* **WHAT YOU NEED TO DO**
An exact copy of the entries below is required, with all pictures removed.

== DATA FOR THE TASK ==

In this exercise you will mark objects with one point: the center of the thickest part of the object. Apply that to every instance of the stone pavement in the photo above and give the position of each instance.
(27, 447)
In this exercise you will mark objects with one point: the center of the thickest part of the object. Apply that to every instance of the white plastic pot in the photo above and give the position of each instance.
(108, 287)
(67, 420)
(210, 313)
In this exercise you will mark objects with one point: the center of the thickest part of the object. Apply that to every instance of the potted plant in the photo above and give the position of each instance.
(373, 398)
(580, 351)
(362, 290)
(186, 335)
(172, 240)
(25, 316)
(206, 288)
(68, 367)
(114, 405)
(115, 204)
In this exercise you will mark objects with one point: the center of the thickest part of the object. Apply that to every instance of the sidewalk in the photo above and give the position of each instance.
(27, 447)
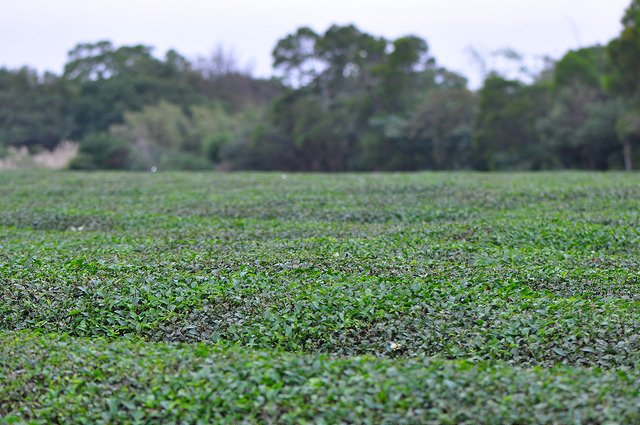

===

* **ANSWER AREA**
In this exercise you will mark objects with one point: the center of the thickest part of the object. Apply that to every instance of the stone pavement in the photo above and give the position of each instance.
(27, 447)
In this exercise you will mark objects with one point: the center of the thickest part of the object. Apply that to every instance of the white plastic pot in the photo above and give the position of each instance.
(108, 287)
(67, 420)
(210, 313)
In this exercise you will mark objects with one point: the center of the thickest part of the object. Apply that to every instance of the potted plant in the photo above and give the position of each instance.
(373, 398)
(580, 351)
(362, 290)
(186, 335)
(172, 240)
(25, 316)
(206, 288)
(68, 367)
(114, 405)
(115, 204)
In this exercise you will mark objects with one point: the center of the thickest part of the object. Apply that to every instance of the sidewalk in the photo above and give the position of each instance.
(27, 447)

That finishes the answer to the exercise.